── Data for processing

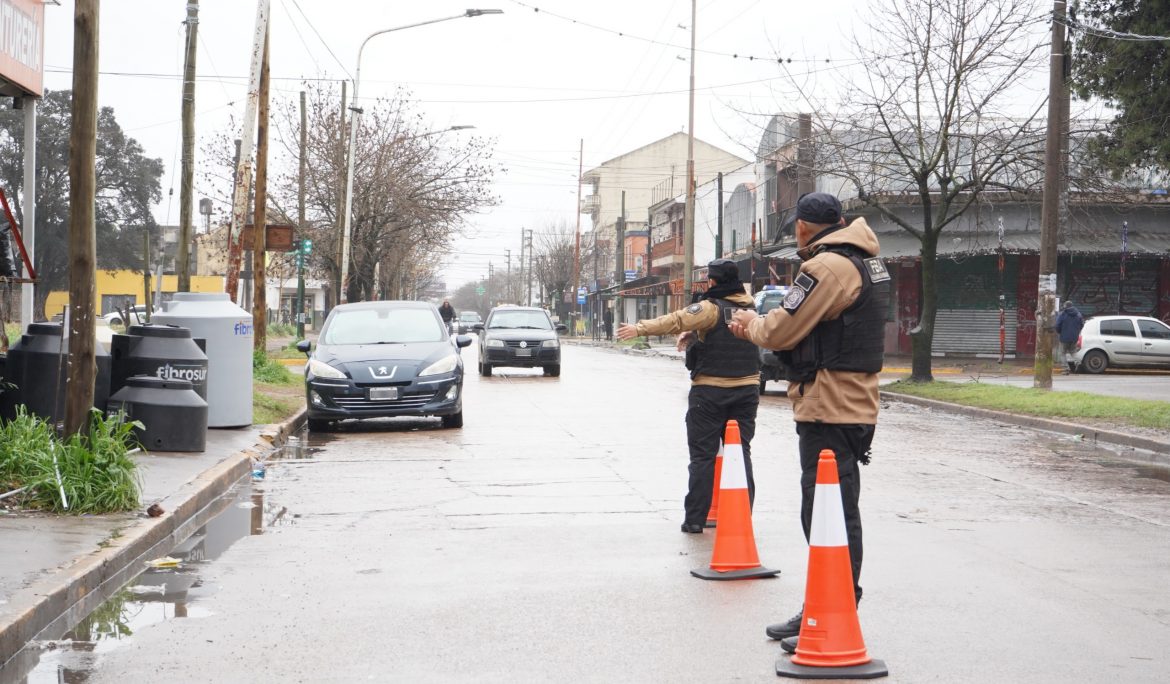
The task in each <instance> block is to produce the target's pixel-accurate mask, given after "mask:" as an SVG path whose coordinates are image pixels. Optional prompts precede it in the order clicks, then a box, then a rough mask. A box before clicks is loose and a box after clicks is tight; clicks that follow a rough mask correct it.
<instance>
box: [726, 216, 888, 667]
mask: <svg viewBox="0 0 1170 684" xmlns="http://www.w3.org/2000/svg"><path fill="white" fill-rule="evenodd" d="M796 237H797V247H798V253H797V254H798V256H799V257H800V258H801V261H803V263H801V264H800V272H799V274H798V275H797V277H796V278H794V279H793V282H792V288H791V289H790V290H789V293H787V295H786V296H785V298H784V302H783V304H782V305H780V306H778V308H776V309H773V310H772V311H770V312H769V313H768V315H766V316H764V317H759V316H757V315H756V312H755V311H741V312H736V313H735V317H734V320H732V323H731V324H730V329H731V332H732V333H734V334H736V336H737V337H739V338H742V339H744V340H751V341H752V343H755V344H757V345H759V346H762V347H764V348H769V350H782V352H780V358H782V360H783V361H785V366H786V367H787V369H789V378H787V380H789V398H790V399H791V400H792V414H793V417H794V419H796V423H797V435H798V437H799V451H800V492H801V500H800V523H801V526H803V527H804V533H805V539H807V538H808V532H810V528H811V526H812V502H813V492H814V491H815V486H817V462H818V460H819V456H820V451H821V449H832V450H833V452H834V454H835V455H837V469H838V476H839V478H840V483H841V498H842V503H844V505H845V528H846V534H847V538H848V546H849V560H851V562H852V566H853V592H854V597H855V600H858V601H860V600H861V585H860V583H859V580H860V578H861V511H860V509H859V506H858V503H859V499H860V496H861V472H860V469H859V468H858V464H859V463H861V464H866V463H868V462H869V445H870V442H873V437H874V426H875V424H876V422H878V373H879V372H880V371H881V368H882V352H883V343H885V326H886V315H887V309H888V303H889V272H888V271H887V270H886V265H885V264H883V262H882V261H881V260H880V258H878V249H879V248H878V236H876V235H874V233H873V230H870V229H869V226H868V224H867V223H866V221H865V219H856V220H854V221H853V222H851V223H848V224H846V222H845V219H844V216H842V212H841V203H840V202H839V201H838V200H837V198H835V196H833V195H831V194H827V193H807V194H805V195H801V198H800V199H799V200H798V202H797V221H796ZM803 617H804V610H801V612H800V613H797V614H796V615H794V616H792V619H790V620H789V621H787V622H782V623H777V624H772V626H769V627H768V629H766V630H765V631H766V634H768V636H770V637H772V638H777V640H783V644H782V645H783V647H784V649H785V650H794V648H796V643H794V642H796V637H797V635H799V633H800V623H801V620H803Z"/></svg>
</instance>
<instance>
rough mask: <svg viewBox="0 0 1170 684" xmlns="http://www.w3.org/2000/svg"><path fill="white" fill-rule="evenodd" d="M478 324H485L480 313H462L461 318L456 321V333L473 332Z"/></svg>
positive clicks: (455, 323)
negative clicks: (480, 316) (477, 323)
mask: <svg viewBox="0 0 1170 684" xmlns="http://www.w3.org/2000/svg"><path fill="white" fill-rule="evenodd" d="M476 323H483V319H482V318H480V312H479V311H460V312H459V318H457V319H455V332H459V333H464V332H472V329H473V327H474V326H475V324H476Z"/></svg>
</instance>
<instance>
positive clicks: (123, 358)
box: [110, 325, 207, 401]
mask: <svg viewBox="0 0 1170 684" xmlns="http://www.w3.org/2000/svg"><path fill="white" fill-rule="evenodd" d="M202 341H204V340H201V339H199V340H197V339H192V338H191V329H187V327H180V326H178V325H131V326H130V327H128V329H126V334H116V336H113V338H112V340H111V343H110V357H111V359H112V361H111V369H110V393H111V394H116V393H117V392H118V389H122V388H123V387H125V385H126V379H128V378H131V376H133V375H150V376H152V378H161V379H163V380H186V381H188V382H191V385H192V388H193V389H194V391H195V394H198V395H199V396H200V398H202V399H204V400H205V401H206V400H207V354H205V353H204V350H202V344H201V343H202Z"/></svg>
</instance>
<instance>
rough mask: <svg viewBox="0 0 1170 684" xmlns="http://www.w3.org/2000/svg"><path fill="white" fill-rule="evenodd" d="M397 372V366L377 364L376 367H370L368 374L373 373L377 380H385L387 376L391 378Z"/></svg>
mask: <svg viewBox="0 0 1170 684" xmlns="http://www.w3.org/2000/svg"><path fill="white" fill-rule="evenodd" d="M397 372H398V366H394V367H393V368H387V367H386V366H378V367H377V368H370V374H371V375H373V376H374V379H377V380H386V379H388V378H393V376H394V373H397Z"/></svg>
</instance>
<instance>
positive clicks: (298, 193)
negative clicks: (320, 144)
mask: <svg viewBox="0 0 1170 684" xmlns="http://www.w3.org/2000/svg"><path fill="white" fill-rule="evenodd" d="M308 148H309V120H308V113H307V112H305V102H304V91H303V90H302V91H301V168H300V171H298V172H297V184H296V232H297V235H300V236H301V240H302V241H303V240H308V235H307V234H305V230H304V171H305V168H304V167H305V161H307V160H308V157H307V154H308V152H307V151H308ZM296 244H297V250H296V338H297V339H304V260H305V258H308V255H307V254H305V253H304V249H303V247H302V246H303V244H304V243H303V242H297V243H296ZM277 305H280V303H277Z"/></svg>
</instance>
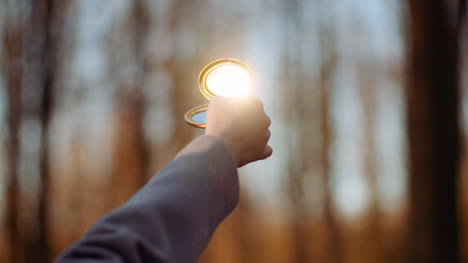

────

**What you have to do**
Return every line of the items above that contains the string "negative", copying each one in full.

**Solution to this exercise**
negative clicks: (480, 316) (477, 323)
negative clicks: (320, 144)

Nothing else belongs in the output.